(Data records)
start
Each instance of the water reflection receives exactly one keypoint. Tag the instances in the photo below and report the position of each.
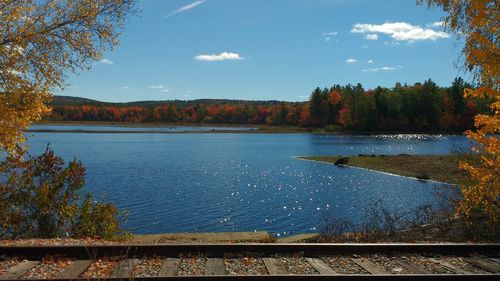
(239, 182)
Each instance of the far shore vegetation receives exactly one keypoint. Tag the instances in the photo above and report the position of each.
(420, 107)
(443, 168)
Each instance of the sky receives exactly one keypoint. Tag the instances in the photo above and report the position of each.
(269, 50)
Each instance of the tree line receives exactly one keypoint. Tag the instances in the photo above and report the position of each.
(419, 107)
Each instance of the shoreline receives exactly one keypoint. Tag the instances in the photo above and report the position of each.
(375, 171)
(246, 128)
(439, 169)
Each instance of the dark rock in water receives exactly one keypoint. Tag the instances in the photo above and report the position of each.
(342, 161)
(423, 177)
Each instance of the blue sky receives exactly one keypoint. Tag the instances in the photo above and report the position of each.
(268, 49)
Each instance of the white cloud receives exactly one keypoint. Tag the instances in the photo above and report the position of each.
(436, 24)
(329, 35)
(400, 31)
(106, 61)
(219, 57)
(186, 8)
(383, 68)
(157, 87)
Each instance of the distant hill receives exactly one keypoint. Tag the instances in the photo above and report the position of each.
(67, 100)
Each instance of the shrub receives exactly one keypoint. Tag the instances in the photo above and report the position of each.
(40, 198)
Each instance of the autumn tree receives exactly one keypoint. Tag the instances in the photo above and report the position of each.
(39, 41)
(478, 23)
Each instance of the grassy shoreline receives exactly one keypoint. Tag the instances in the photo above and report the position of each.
(442, 168)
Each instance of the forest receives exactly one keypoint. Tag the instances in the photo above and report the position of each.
(422, 107)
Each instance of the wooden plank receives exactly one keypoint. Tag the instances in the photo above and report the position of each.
(370, 266)
(451, 267)
(484, 264)
(74, 270)
(321, 266)
(124, 269)
(170, 267)
(18, 270)
(413, 267)
(274, 266)
(215, 266)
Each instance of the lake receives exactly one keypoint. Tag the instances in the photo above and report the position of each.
(240, 182)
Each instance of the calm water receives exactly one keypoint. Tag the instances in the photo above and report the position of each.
(240, 182)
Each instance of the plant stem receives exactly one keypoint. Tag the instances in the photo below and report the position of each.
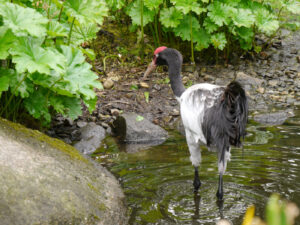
(142, 32)
(155, 27)
(154, 36)
(12, 94)
(70, 33)
(192, 44)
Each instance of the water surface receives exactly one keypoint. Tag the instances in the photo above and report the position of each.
(158, 181)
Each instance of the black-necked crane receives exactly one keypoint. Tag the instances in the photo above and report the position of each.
(212, 115)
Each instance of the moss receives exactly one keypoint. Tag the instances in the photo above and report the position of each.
(11, 128)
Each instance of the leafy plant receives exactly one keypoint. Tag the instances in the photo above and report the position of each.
(43, 67)
(222, 24)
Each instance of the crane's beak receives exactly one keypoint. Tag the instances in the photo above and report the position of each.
(150, 69)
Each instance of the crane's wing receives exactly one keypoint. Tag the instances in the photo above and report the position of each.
(194, 102)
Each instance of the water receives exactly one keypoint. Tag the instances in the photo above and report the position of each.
(158, 181)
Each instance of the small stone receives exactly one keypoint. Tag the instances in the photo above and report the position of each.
(273, 83)
(108, 84)
(144, 85)
(185, 80)
(81, 124)
(175, 112)
(115, 112)
(260, 90)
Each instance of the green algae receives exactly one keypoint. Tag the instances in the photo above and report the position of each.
(35, 134)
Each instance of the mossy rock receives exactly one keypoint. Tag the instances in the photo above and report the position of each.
(45, 181)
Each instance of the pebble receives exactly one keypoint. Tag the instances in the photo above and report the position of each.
(144, 85)
(108, 83)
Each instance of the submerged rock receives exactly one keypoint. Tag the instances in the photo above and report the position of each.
(132, 128)
(273, 118)
(45, 181)
(91, 138)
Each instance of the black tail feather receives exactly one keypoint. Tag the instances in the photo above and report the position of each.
(224, 124)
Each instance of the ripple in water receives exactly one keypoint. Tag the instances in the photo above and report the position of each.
(158, 181)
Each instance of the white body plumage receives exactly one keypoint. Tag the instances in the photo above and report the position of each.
(194, 102)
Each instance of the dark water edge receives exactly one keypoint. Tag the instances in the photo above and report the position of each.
(158, 181)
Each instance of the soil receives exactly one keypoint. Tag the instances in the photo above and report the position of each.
(124, 90)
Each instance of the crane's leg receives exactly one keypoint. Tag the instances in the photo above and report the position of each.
(197, 182)
(223, 157)
(195, 157)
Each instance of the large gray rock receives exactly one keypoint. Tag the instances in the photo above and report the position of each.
(273, 118)
(91, 138)
(132, 128)
(45, 181)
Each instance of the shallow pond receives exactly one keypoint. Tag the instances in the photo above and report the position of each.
(158, 181)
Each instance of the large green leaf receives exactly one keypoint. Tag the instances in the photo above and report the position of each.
(218, 40)
(184, 28)
(186, 6)
(4, 79)
(55, 29)
(170, 17)
(134, 11)
(80, 79)
(266, 21)
(20, 85)
(153, 4)
(220, 13)
(202, 38)
(209, 25)
(6, 41)
(30, 56)
(84, 33)
(293, 6)
(23, 21)
(86, 11)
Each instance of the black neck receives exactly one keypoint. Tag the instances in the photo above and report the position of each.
(175, 80)
(174, 61)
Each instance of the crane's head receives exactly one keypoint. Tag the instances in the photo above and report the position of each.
(158, 59)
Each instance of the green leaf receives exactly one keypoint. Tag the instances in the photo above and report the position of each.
(245, 37)
(220, 13)
(183, 30)
(170, 17)
(30, 56)
(293, 6)
(20, 85)
(23, 21)
(84, 33)
(152, 4)
(91, 103)
(139, 118)
(89, 53)
(55, 29)
(202, 38)
(265, 21)
(186, 6)
(134, 11)
(80, 80)
(146, 94)
(243, 17)
(6, 42)
(37, 105)
(86, 11)
(219, 40)
(4, 79)
(209, 25)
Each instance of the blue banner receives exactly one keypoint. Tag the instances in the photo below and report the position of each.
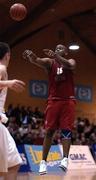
(32, 155)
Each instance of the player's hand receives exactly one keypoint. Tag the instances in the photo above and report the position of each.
(3, 118)
(16, 85)
(49, 52)
(29, 55)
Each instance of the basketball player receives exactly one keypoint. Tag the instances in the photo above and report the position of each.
(10, 159)
(60, 110)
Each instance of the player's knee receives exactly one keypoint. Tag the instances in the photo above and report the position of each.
(66, 134)
(50, 133)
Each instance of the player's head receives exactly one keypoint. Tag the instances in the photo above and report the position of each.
(4, 52)
(61, 50)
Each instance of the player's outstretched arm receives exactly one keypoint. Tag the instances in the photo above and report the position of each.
(16, 85)
(33, 58)
(70, 63)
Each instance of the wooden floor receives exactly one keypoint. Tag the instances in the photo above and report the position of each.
(70, 175)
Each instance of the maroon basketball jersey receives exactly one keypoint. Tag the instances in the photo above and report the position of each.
(61, 85)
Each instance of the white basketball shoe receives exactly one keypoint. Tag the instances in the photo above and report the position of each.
(43, 167)
(64, 164)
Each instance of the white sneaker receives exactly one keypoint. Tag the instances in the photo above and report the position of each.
(64, 164)
(43, 167)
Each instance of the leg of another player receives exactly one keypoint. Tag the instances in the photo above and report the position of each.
(66, 146)
(12, 173)
(47, 143)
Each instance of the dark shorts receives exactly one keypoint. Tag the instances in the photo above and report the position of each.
(60, 114)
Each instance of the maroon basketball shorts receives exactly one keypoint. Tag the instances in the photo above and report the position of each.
(60, 114)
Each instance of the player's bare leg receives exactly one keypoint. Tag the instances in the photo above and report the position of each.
(66, 142)
(46, 147)
(47, 143)
(66, 146)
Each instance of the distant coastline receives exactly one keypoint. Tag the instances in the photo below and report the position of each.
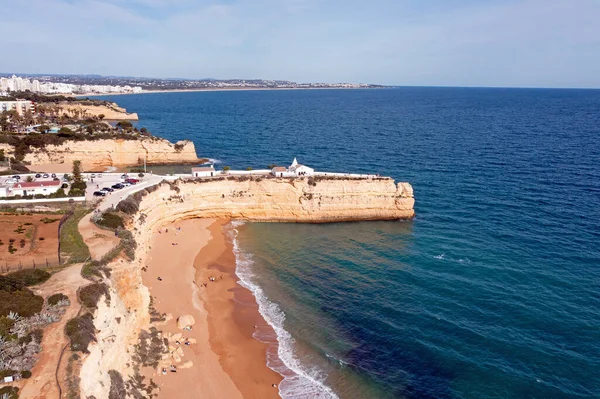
(231, 89)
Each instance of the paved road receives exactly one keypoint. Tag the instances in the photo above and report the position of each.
(112, 199)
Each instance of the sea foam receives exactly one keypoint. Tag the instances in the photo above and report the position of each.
(300, 380)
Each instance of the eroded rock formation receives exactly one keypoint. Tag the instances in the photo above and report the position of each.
(258, 199)
(99, 154)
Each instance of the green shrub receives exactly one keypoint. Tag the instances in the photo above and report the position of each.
(30, 277)
(35, 335)
(9, 284)
(81, 332)
(117, 385)
(91, 269)
(23, 302)
(5, 325)
(9, 392)
(56, 298)
(72, 245)
(8, 373)
(111, 220)
(91, 294)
end
WHAT YOU ARE ASKED TO DO:
Copy the lines from the one holding "Each instance of the green shrub" through the end of the listing, with "green shrub" changed to "leafy bush" and everything else left as is.

FINISHED TASK:
Each instance of the leafy bush receives exactly one keypoint. Tag the instances in the photo above and report the position of each.
(30, 277)
(35, 335)
(9, 284)
(81, 332)
(117, 385)
(91, 269)
(23, 302)
(5, 325)
(9, 392)
(56, 298)
(72, 245)
(8, 373)
(111, 220)
(91, 294)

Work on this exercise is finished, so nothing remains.